▸ WHAT YOU SHOULD DO
The expected answer is every line from the material below that has the word "pink".

━━━━━ INFORMATION GIVEN

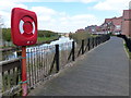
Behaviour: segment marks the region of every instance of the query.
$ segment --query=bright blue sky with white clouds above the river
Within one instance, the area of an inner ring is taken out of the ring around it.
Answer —
[[[37,14],[38,29],[75,32],[121,16],[130,0],[0,0],[3,27],[11,27],[11,11],[23,8]]]

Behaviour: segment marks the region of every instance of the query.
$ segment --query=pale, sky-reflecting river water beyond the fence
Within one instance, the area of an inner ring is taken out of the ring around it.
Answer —
[[[69,37],[64,37],[61,36],[58,40],[51,41],[50,44],[43,44],[40,46],[34,46],[34,47],[28,47],[26,48],[27,57],[31,53],[31,50],[33,50],[34,48],[45,48],[45,50],[48,50],[49,48],[51,48],[52,51],[55,51],[55,45],[59,45],[59,49],[68,49],[72,47],[72,42],[73,39],[70,39]],[[69,46],[70,44],[70,46]],[[68,47],[68,48],[64,48]],[[14,58],[19,58],[16,51],[8,53],[7,56],[3,56],[3,60],[10,60],[10,59],[14,59]]]

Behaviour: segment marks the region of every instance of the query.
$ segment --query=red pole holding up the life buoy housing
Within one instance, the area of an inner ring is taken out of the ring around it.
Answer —
[[[22,46],[22,96],[27,96],[26,46]]]

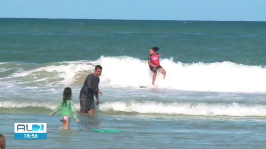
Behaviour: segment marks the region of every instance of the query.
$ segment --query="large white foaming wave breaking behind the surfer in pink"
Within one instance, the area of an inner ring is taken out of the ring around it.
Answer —
[[[40,66],[35,69],[20,69],[1,79],[19,80],[20,83],[47,85],[70,85],[94,71],[96,65],[103,67],[100,85],[112,87],[135,87],[151,85],[153,73],[147,60],[129,56],[104,57],[94,61],[61,62],[57,65]],[[266,69],[232,62],[193,63],[174,62],[161,59],[166,70],[166,79],[158,73],[155,83],[162,88],[187,91],[213,92],[266,92]],[[81,77],[82,78],[79,78]]]

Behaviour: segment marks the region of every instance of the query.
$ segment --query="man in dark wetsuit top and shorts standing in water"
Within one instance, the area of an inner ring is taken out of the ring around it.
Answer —
[[[94,113],[94,95],[96,97],[96,105],[99,104],[99,95],[102,95],[101,90],[99,90],[98,85],[100,82],[99,76],[101,75],[102,67],[97,65],[95,67],[94,73],[87,76],[84,81],[84,85],[80,90],[80,112],[81,113]]]

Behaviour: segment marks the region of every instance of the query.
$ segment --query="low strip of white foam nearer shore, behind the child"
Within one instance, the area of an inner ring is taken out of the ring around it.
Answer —
[[[46,102],[18,102],[0,101],[0,108],[29,108],[43,107],[53,110],[58,103]],[[75,103],[79,111],[79,103]],[[205,103],[205,102],[173,102],[162,103],[155,101],[112,101],[100,104],[100,111],[133,112],[142,114],[192,115],[192,116],[266,116],[266,105],[246,105],[233,103]]]

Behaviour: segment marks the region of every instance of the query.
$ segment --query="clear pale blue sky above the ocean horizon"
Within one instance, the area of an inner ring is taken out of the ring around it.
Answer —
[[[0,18],[266,21],[266,0],[0,0]]]

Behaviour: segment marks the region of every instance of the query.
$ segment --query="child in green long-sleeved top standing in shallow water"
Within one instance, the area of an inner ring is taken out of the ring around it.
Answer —
[[[61,100],[60,104],[51,114],[49,114],[49,117],[51,117],[61,109],[60,121],[64,123],[65,129],[69,129],[71,113],[73,114],[73,117],[76,120],[76,122],[77,123],[79,122],[77,118],[77,112],[75,110],[71,97],[72,97],[71,88],[66,87],[63,93],[63,99]]]

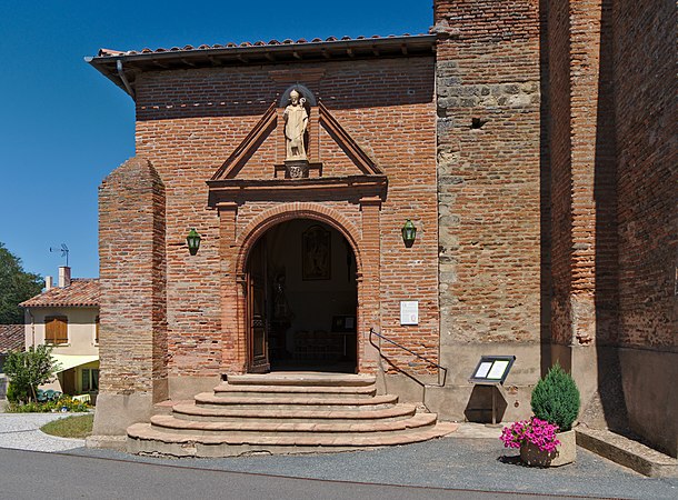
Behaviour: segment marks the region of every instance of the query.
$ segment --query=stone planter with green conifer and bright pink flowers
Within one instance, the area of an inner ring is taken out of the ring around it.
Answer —
[[[575,380],[556,363],[532,390],[535,416],[503,428],[503,446],[520,448],[520,460],[528,466],[558,467],[574,462],[577,441],[572,423],[579,406]]]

━━━━━━━━━━

▸ EXERCISE SOLUTION
$ segment --query="large white foaming wave breaking behind the surfer in pink"
$ segment --query=stone planter with green conifer and bright pink flowers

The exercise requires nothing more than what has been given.